##### Kaynak metin
Ermeni Ayaklanmasının ciddiyeti ve boyutu yeterince anlaşılmadı ve gereği gibi değerlendirilemedi. Bunun nedeni belki Van bölgesinde çarpışan Alman’ın olmamasıydı. Türk Kafkas Ordusu’nda bulunan az sayıda Alman’ın içinde de benden başka genel durumu değerlendirecek ve Ermeni Ayaklanması’nın Türkleri ne denli zora soktuğunu görecek görevde Alman yoktu.

Doğu’daki halk, birlikler geri çekilirken onlarla birlikte geri bölgelere kaçarlar. Çünkü kazanan tarafın bütün hıncını savunmasız insanlardan alacağını bilirler. Bayazıt’taki vahşet nedeniyle şimdi buradaki Türk Halkı da geri bölgelere gitmeye başladı. Sayıları kısa sürede yüzbinleri buldu. Geride kalanlar Rusların ve Ermenilerin kötü muamelelerine maruz kaldılar ve katledildiler.

Ayaklanma yayıldı ve Ruslarla yapılan yukarıda sözünü ettiğim anlaşmaya uygun olarak gerçekleşti. Devamlı olarak telgraf hatlarını tahrip eden Ermenilere rastlanıyordu. Neden yaptıkları sorulduğunda Ruslar tarafından kışkırtıldıklarını söylüyorlardı. Ermeniler, Rusların taarruz edeceklerinin tahmin edildiği yerlerde cephe gerisindeki köylerde ayaklanıyorlardı.
##########
##### Satırlar
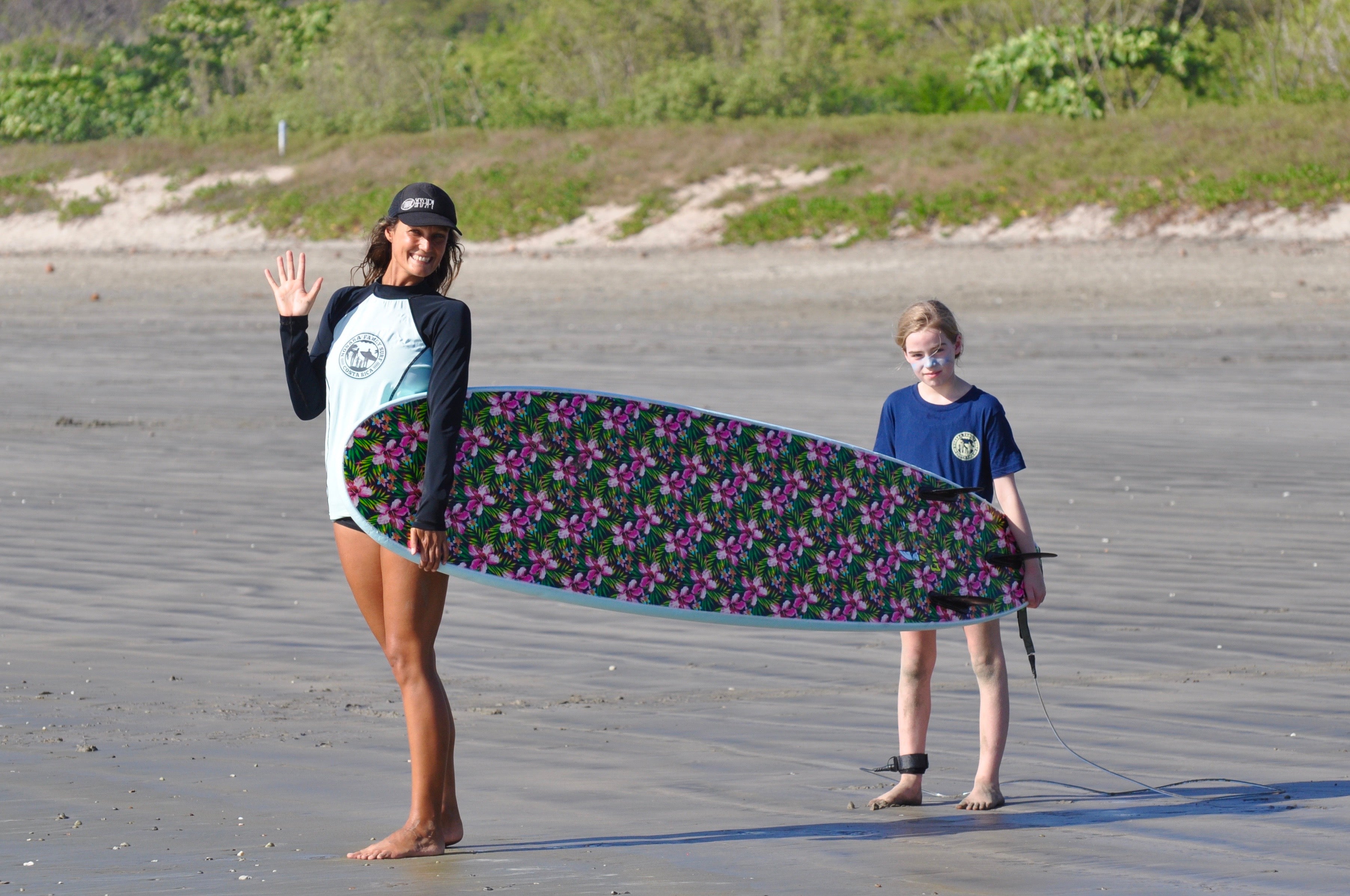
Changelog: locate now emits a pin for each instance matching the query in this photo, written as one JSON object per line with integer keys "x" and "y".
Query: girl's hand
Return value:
{"x": 430, "y": 547}
{"x": 1033, "y": 583}
{"x": 293, "y": 300}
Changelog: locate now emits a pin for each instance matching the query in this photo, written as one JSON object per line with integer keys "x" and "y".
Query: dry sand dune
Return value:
{"x": 171, "y": 594}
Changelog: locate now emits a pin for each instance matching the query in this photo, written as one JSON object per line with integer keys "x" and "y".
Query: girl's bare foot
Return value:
{"x": 454, "y": 829}
{"x": 908, "y": 793}
{"x": 982, "y": 796}
{"x": 408, "y": 841}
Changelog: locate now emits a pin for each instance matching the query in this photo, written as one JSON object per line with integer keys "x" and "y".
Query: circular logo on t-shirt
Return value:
{"x": 966, "y": 446}
{"x": 362, "y": 355}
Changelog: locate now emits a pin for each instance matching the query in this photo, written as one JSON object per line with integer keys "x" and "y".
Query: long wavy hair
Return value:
{"x": 380, "y": 251}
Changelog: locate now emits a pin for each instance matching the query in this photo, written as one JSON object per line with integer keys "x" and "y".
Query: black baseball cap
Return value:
{"x": 423, "y": 204}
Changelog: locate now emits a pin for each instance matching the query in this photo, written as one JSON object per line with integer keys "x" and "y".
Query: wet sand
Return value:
{"x": 171, "y": 594}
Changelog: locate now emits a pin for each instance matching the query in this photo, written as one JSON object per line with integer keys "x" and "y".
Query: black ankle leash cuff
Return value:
{"x": 909, "y": 764}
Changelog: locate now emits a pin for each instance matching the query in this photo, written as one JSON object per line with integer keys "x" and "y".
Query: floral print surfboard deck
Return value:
{"x": 632, "y": 505}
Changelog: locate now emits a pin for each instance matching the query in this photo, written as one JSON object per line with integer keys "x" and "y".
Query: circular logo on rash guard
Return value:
{"x": 966, "y": 446}
{"x": 362, "y": 355}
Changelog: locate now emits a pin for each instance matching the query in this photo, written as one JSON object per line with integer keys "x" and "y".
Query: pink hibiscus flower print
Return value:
{"x": 620, "y": 477}
{"x": 504, "y": 405}
{"x": 830, "y": 565}
{"x": 571, "y": 529}
{"x": 925, "y": 580}
{"x": 627, "y": 536}
{"x": 631, "y": 591}
{"x": 538, "y": 504}
{"x": 724, "y": 493}
{"x": 800, "y": 540}
{"x": 694, "y": 467}
{"x": 357, "y": 489}
{"x": 866, "y": 462}
{"x": 482, "y": 558}
{"x": 412, "y": 434}
{"x": 470, "y": 442}
{"x": 778, "y": 558}
{"x": 589, "y": 453}
{"x": 599, "y": 569}
{"x": 730, "y": 550}
{"x": 393, "y": 513}
{"x": 593, "y": 511}
{"x": 513, "y": 524}
{"x": 682, "y": 600}
{"x": 774, "y": 500}
{"x": 565, "y": 470}
{"x": 653, "y": 575}
{"x": 646, "y": 517}
{"x": 542, "y": 563}
{"x": 699, "y": 525}
{"x": 819, "y": 451}
{"x": 704, "y": 582}
{"x": 721, "y": 434}
{"x": 388, "y": 455}
{"x": 673, "y": 485}
{"x": 510, "y": 463}
{"x": 678, "y": 543}
{"x": 531, "y": 444}
{"x": 892, "y": 498}
{"x": 480, "y": 498}
{"x": 458, "y": 519}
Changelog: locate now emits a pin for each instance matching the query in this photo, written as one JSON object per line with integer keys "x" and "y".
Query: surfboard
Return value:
{"x": 627, "y": 504}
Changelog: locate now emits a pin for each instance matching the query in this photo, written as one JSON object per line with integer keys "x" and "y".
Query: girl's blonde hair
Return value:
{"x": 932, "y": 315}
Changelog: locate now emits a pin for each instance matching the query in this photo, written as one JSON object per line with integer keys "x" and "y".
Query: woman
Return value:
{"x": 373, "y": 345}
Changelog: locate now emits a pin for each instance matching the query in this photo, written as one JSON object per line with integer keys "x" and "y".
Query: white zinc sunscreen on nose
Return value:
{"x": 932, "y": 362}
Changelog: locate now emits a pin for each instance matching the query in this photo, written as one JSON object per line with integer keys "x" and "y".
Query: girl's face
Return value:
{"x": 933, "y": 357}
{"x": 416, "y": 250}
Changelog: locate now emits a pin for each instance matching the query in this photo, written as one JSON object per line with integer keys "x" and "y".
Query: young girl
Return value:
{"x": 396, "y": 334}
{"x": 948, "y": 427}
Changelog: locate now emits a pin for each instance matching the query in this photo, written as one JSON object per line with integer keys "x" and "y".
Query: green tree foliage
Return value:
{"x": 1088, "y": 72}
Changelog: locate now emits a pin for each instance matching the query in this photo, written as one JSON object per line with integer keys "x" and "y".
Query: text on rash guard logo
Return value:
{"x": 362, "y": 355}
{"x": 966, "y": 446}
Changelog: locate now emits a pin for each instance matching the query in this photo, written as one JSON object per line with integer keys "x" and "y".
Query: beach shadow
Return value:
{"x": 1076, "y": 813}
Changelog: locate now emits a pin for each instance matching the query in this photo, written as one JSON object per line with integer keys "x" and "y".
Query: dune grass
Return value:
{"x": 889, "y": 169}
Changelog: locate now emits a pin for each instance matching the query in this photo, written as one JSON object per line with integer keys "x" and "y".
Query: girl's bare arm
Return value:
{"x": 1033, "y": 578}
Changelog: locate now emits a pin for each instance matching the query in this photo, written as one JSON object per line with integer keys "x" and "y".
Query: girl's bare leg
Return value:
{"x": 403, "y": 606}
{"x": 992, "y": 673}
{"x": 914, "y": 705}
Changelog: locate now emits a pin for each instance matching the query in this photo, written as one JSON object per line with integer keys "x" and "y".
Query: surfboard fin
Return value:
{"x": 959, "y": 602}
{"x": 932, "y": 493}
{"x": 1010, "y": 560}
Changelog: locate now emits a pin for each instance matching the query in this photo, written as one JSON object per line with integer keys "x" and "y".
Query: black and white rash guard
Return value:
{"x": 372, "y": 347}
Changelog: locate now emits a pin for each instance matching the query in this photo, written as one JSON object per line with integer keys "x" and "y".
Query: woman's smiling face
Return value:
{"x": 933, "y": 357}
{"x": 416, "y": 251}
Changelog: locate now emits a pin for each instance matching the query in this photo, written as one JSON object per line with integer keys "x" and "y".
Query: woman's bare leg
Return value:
{"x": 992, "y": 673}
{"x": 914, "y": 705}
{"x": 403, "y": 606}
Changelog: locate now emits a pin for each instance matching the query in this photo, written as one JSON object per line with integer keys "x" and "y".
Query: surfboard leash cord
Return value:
{"x": 1025, "y": 633}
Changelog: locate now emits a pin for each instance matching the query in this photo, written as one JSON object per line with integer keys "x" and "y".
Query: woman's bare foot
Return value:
{"x": 454, "y": 829}
{"x": 908, "y": 793}
{"x": 982, "y": 796}
{"x": 408, "y": 841}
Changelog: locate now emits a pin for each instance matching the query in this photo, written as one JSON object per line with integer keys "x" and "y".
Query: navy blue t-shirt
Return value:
{"x": 968, "y": 442}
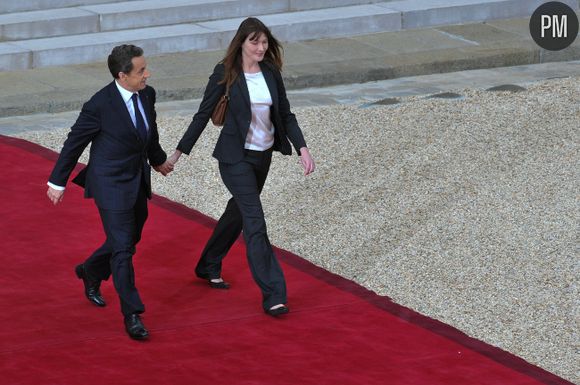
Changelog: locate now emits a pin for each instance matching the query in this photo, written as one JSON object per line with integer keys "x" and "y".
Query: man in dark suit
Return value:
{"x": 119, "y": 122}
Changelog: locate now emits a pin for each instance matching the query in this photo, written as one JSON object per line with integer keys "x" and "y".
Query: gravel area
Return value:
{"x": 465, "y": 210}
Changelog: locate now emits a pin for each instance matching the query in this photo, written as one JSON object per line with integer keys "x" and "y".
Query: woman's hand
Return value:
{"x": 306, "y": 160}
{"x": 174, "y": 158}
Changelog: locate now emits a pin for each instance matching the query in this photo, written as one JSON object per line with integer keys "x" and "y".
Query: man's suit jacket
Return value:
{"x": 230, "y": 144}
{"x": 118, "y": 160}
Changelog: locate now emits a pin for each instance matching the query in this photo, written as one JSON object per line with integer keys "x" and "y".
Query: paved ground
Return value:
{"x": 361, "y": 94}
{"x": 317, "y": 63}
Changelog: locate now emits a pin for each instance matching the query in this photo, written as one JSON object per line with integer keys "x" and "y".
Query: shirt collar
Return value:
{"x": 125, "y": 94}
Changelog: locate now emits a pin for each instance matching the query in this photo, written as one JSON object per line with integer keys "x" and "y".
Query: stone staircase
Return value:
{"x": 42, "y": 33}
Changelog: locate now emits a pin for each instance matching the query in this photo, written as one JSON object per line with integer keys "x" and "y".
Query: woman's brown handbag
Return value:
{"x": 219, "y": 112}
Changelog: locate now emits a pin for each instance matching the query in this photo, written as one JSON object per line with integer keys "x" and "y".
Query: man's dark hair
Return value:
{"x": 120, "y": 58}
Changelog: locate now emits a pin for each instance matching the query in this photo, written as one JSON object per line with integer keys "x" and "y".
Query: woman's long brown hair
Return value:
{"x": 253, "y": 28}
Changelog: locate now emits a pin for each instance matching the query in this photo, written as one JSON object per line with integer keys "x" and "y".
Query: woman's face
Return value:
{"x": 253, "y": 51}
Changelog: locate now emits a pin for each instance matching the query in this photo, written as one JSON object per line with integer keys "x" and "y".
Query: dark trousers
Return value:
{"x": 115, "y": 257}
{"x": 245, "y": 181}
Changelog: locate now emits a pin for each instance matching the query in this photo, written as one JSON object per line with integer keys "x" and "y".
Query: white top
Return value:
{"x": 261, "y": 133}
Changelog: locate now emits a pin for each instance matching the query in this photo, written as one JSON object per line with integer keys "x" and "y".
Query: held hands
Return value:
{"x": 169, "y": 164}
{"x": 307, "y": 161}
{"x": 55, "y": 195}
{"x": 164, "y": 168}
{"x": 174, "y": 157}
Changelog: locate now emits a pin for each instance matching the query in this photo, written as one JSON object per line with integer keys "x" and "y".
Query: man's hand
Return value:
{"x": 55, "y": 195}
{"x": 174, "y": 157}
{"x": 164, "y": 168}
{"x": 306, "y": 160}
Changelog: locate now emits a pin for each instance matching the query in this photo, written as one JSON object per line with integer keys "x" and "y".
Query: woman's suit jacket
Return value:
{"x": 230, "y": 144}
{"x": 118, "y": 160}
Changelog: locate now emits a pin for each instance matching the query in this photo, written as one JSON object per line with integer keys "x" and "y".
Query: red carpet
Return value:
{"x": 337, "y": 333}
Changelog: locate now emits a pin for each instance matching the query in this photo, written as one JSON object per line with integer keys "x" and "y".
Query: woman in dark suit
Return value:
{"x": 258, "y": 121}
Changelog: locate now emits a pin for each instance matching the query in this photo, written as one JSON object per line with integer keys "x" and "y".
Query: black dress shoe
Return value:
{"x": 135, "y": 328}
{"x": 278, "y": 311}
{"x": 218, "y": 285}
{"x": 92, "y": 287}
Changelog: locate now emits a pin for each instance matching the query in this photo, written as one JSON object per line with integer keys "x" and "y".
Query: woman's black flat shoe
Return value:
{"x": 218, "y": 285}
{"x": 278, "y": 311}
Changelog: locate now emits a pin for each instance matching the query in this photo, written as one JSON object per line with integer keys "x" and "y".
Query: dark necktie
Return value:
{"x": 141, "y": 127}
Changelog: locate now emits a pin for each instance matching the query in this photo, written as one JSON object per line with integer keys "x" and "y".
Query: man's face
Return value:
{"x": 135, "y": 80}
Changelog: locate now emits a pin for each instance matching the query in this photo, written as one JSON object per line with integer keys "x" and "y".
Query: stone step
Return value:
{"x": 287, "y": 26}
{"x": 145, "y": 13}
{"x": 8, "y": 6}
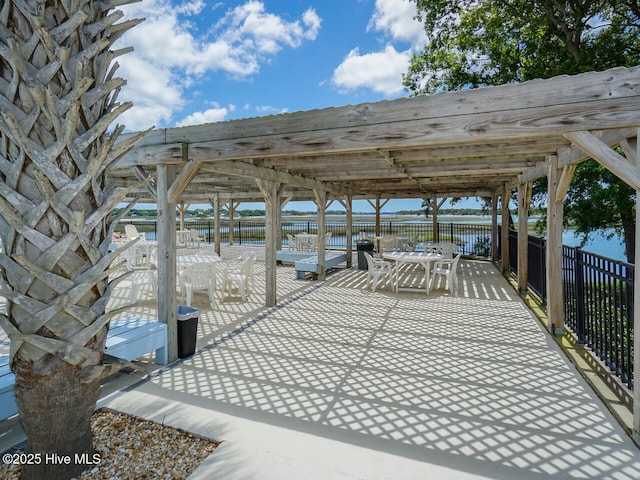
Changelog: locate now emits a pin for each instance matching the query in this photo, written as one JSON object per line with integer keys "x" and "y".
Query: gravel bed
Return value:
{"x": 131, "y": 448}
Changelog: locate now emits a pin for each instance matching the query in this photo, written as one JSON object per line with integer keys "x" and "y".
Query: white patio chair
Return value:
{"x": 199, "y": 277}
{"x": 447, "y": 269}
{"x": 292, "y": 243}
{"x": 388, "y": 244}
{"x": 239, "y": 275}
{"x": 377, "y": 268}
{"x": 195, "y": 238}
{"x": 447, "y": 250}
{"x": 141, "y": 271}
{"x": 132, "y": 232}
{"x": 327, "y": 240}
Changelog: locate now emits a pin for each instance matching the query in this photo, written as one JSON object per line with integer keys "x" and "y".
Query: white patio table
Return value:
{"x": 401, "y": 258}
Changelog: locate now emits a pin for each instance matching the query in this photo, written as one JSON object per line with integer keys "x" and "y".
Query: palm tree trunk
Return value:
{"x": 56, "y": 414}
{"x": 58, "y": 97}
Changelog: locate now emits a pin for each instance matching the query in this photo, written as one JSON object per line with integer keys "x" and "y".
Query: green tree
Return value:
{"x": 493, "y": 42}
{"x": 59, "y": 96}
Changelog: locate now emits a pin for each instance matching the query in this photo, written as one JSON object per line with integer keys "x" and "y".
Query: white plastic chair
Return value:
{"x": 132, "y": 232}
{"x": 195, "y": 238}
{"x": 239, "y": 275}
{"x": 447, "y": 269}
{"x": 142, "y": 271}
{"x": 446, "y": 250}
{"x": 292, "y": 242}
{"x": 327, "y": 240}
{"x": 199, "y": 277}
{"x": 377, "y": 268}
{"x": 388, "y": 244}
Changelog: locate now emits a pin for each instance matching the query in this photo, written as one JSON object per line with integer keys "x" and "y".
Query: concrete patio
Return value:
{"x": 336, "y": 382}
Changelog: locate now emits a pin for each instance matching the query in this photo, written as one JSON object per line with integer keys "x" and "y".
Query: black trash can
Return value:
{"x": 187, "y": 330}
{"x": 362, "y": 246}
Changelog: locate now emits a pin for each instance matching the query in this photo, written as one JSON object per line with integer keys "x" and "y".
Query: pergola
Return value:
{"x": 483, "y": 142}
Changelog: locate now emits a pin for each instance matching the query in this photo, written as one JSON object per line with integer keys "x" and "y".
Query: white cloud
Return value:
{"x": 170, "y": 54}
{"x": 208, "y": 116}
{"x": 396, "y": 19}
{"x": 378, "y": 71}
{"x": 382, "y": 71}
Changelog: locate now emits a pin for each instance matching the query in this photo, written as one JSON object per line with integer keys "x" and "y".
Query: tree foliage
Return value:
{"x": 493, "y": 42}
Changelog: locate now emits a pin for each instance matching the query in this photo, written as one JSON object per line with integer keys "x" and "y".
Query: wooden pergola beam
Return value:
{"x": 607, "y": 157}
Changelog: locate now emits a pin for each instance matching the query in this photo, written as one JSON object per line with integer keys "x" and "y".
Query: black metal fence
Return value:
{"x": 598, "y": 300}
{"x": 598, "y": 291}
{"x": 472, "y": 239}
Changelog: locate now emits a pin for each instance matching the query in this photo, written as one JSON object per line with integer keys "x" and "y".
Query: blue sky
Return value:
{"x": 196, "y": 62}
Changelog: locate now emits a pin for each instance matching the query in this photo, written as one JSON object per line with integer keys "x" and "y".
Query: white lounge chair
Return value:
{"x": 376, "y": 269}
{"x": 199, "y": 277}
{"x": 448, "y": 269}
{"x": 195, "y": 238}
{"x": 132, "y": 232}
{"x": 239, "y": 275}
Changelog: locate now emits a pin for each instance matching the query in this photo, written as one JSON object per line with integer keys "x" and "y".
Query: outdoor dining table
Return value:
{"x": 400, "y": 258}
{"x": 307, "y": 241}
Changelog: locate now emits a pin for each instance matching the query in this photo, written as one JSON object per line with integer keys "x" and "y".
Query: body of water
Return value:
{"x": 599, "y": 244}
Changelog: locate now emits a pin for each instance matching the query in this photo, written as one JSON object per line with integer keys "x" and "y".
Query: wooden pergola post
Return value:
{"x": 182, "y": 208}
{"x": 524, "y": 202}
{"x": 216, "y": 204}
{"x": 232, "y": 212}
{"x": 321, "y": 201}
{"x": 283, "y": 203}
{"x": 270, "y": 191}
{"x": 494, "y": 227}
{"x": 632, "y": 151}
{"x": 348, "y": 205}
{"x": 435, "y": 205}
{"x": 506, "y": 194}
{"x": 167, "y": 261}
{"x": 555, "y": 307}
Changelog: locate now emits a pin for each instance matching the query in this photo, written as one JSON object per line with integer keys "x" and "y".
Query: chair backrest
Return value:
{"x": 132, "y": 232}
{"x": 388, "y": 243}
{"x": 198, "y": 275}
{"x": 447, "y": 250}
{"x": 248, "y": 264}
{"x": 454, "y": 264}
{"x": 370, "y": 262}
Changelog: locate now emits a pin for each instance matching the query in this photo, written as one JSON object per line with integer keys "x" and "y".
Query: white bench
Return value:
{"x": 129, "y": 338}
{"x": 8, "y": 405}
{"x": 134, "y": 337}
{"x": 310, "y": 264}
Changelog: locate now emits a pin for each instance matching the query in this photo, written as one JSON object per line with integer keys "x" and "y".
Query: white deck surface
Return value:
{"x": 337, "y": 382}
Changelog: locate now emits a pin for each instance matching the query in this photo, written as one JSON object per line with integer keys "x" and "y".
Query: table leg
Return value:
{"x": 427, "y": 267}
{"x": 397, "y": 280}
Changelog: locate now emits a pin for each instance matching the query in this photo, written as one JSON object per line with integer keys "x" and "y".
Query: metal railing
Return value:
{"x": 598, "y": 291}
{"x": 598, "y": 300}
{"x": 472, "y": 239}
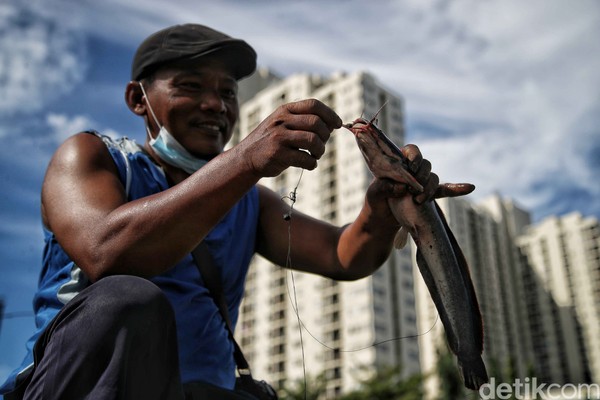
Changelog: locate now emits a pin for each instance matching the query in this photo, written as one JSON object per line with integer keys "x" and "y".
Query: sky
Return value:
{"x": 502, "y": 94}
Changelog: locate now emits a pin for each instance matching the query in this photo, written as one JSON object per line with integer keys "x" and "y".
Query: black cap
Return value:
{"x": 188, "y": 42}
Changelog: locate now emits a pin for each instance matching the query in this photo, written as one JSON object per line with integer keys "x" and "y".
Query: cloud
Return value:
{"x": 63, "y": 126}
{"x": 41, "y": 59}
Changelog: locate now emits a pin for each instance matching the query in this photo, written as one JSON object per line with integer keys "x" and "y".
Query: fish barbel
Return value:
{"x": 439, "y": 257}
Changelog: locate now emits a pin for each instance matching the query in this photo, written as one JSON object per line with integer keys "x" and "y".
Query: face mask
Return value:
{"x": 169, "y": 149}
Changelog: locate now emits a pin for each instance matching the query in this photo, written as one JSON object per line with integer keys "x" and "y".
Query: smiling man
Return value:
{"x": 122, "y": 309}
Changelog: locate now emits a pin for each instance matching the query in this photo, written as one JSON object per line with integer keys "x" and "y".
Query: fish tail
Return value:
{"x": 473, "y": 372}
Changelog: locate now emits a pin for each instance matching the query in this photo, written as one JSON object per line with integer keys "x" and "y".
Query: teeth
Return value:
{"x": 211, "y": 127}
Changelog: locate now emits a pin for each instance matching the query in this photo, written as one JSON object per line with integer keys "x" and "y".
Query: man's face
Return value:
{"x": 197, "y": 103}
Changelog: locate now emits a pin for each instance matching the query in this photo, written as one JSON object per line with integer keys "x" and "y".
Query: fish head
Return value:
{"x": 384, "y": 159}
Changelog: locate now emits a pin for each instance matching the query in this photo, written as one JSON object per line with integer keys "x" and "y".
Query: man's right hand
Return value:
{"x": 294, "y": 135}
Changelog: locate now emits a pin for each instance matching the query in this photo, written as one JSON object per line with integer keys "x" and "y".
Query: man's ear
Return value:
{"x": 135, "y": 98}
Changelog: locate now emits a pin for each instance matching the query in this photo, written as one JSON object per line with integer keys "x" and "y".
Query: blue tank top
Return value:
{"x": 205, "y": 350}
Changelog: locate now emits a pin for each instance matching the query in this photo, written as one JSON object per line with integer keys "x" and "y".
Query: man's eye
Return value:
{"x": 191, "y": 85}
{"x": 229, "y": 94}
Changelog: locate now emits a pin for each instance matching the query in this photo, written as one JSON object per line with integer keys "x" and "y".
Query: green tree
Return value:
{"x": 388, "y": 384}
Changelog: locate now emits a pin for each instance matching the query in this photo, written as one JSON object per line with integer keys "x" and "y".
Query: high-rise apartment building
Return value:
{"x": 485, "y": 234}
{"x": 538, "y": 286}
{"x": 564, "y": 296}
{"x": 340, "y": 320}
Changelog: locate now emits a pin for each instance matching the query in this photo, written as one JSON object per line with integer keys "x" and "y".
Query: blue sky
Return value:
{"x": 504, "y": 94}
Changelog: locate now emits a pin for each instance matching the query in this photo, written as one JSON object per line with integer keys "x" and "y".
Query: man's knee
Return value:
{"x": 127, "y": 297}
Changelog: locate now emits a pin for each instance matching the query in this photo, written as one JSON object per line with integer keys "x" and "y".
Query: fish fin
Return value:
{"x": 401, "y": 238}
{"x": 464, "y": 268}
{"x": 473, "y": 372}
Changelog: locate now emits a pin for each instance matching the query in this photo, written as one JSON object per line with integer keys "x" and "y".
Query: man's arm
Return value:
{"x": 84, "y": 204}
{"x": 357, "y": 249}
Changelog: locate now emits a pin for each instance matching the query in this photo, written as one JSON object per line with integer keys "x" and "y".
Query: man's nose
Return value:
{"x": 212, "y": 100}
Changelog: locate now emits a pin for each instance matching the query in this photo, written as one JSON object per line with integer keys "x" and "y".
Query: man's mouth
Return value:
{"x": 214, "y": 127}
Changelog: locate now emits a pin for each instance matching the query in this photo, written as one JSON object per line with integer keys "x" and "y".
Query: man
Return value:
{"x": 122, "y": 310}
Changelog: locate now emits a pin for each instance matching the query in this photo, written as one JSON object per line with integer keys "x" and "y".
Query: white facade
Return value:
{"x": 341, "y": 320}
{"x": 564, "y": 257}
{"x": 538, "y": 286}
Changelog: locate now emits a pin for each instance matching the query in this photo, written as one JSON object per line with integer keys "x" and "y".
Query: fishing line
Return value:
{"x": 292, "y": 197}
{"x": 288, "y": 265}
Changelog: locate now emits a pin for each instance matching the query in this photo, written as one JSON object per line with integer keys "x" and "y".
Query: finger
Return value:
{"x": 422, "y": 174}
{"x": 414, "y": 156}
{"x": 453, "y": 189}
{"x": 299, "y": 158}
{"x": 314, "y": 106}
{"x": 309, "y": 123}
{"x": 389, "y": 188}
{"x": 307, "y": 141}
{"x": 429, "y": 189}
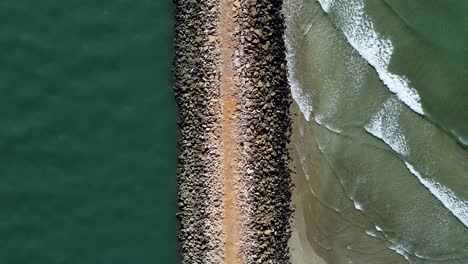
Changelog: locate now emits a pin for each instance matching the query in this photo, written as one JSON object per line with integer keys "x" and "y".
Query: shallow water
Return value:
{"x": 87, "y": 133}
{"x": 377, "y": 139}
##########
| Verilen görev 1 |
Ermeni Ayaklanması'nı anlatan kaynak metne göre, telgraf hatlarını tahrip eden Ermenilerin bunu neden yaptıkları sorulduğunda ne cevap verdiğini yazın.
| Verilen görev 2 |
Ermeni Ayaklanması'nı anlatan kaynak metni son cümlesinden sonra kaldığı yerden sürdürün.
Bu iş için satırlara gerek yoktur.

| Görevin cevabı 1 |
Ruslar tarafından kışkırtıldıklarını söylüyorlardı.

| Görevin cevabı 2 |
Mayıs ve Haziran aylarında Erzurum’un kuzeydoğusundaki Türk Kafkas Ordusu’nda ciddi bir kritik durum meydana geldi. Ordu, takviye birliği bekleyecek durumda değildi, çünkü İmparatorluğun elinde ne varsa çok daha önemli Çanakkale Cephesi’ne gönderilmişti. O nedenle Ermenilerin çıkardığı karışıklıklar korkunç bir tehlike haline gelmişti. Bu zor durum karşısında cepheye Jandarma birlikleri gönderilmişti. Şimdi Ordu’nun geri bölgesinde birkaç acemi eğitim merkezinden başka hiçbir şey kalmamıştı. Bu birlikler ise böyle genel bir ayaklanmaya karşı çok yetersizdi. Türk birliklerinin güçlü olduğu yerlerdeki Ermeniler sadakat gösterecekleri güvencesi veriyorlar, Rus Taarruzu’nun beklendiği yerlerde ise cephe gerisindeki köylerde silahlar patlamaya başlıyordu.

Bu durum karşısında ne yapılması gerekiyordu?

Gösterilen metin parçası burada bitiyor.